Action item | Begin with the line in which "Where can the brown" appears and end with the final line of the entries. Retype each one exactly and add nothing.

(Referring expression data)

[Start of Attachment]

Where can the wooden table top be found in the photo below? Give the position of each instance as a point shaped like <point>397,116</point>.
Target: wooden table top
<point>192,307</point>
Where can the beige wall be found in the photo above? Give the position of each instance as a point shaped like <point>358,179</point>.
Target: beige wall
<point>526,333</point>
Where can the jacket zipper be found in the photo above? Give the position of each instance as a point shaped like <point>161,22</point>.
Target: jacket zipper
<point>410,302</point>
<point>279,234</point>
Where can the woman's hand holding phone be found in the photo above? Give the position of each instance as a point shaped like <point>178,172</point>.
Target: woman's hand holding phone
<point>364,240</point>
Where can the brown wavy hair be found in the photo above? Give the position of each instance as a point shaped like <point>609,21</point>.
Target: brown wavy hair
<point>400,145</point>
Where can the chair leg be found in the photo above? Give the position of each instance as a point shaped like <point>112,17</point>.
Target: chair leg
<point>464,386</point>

[End of Attachment]

Task response |
Where can the brown wavy hair be found in the photo above? Give the position of each instance as a point shaped like <point>609,21</point>.
Target: brown wavy hair
<point>400,145</point>
Where can the chair leg be found in the photo above? Give the position of each instance as a point shaped like <point>112,17</point>.
Target: chair leg
<point>464,386</point>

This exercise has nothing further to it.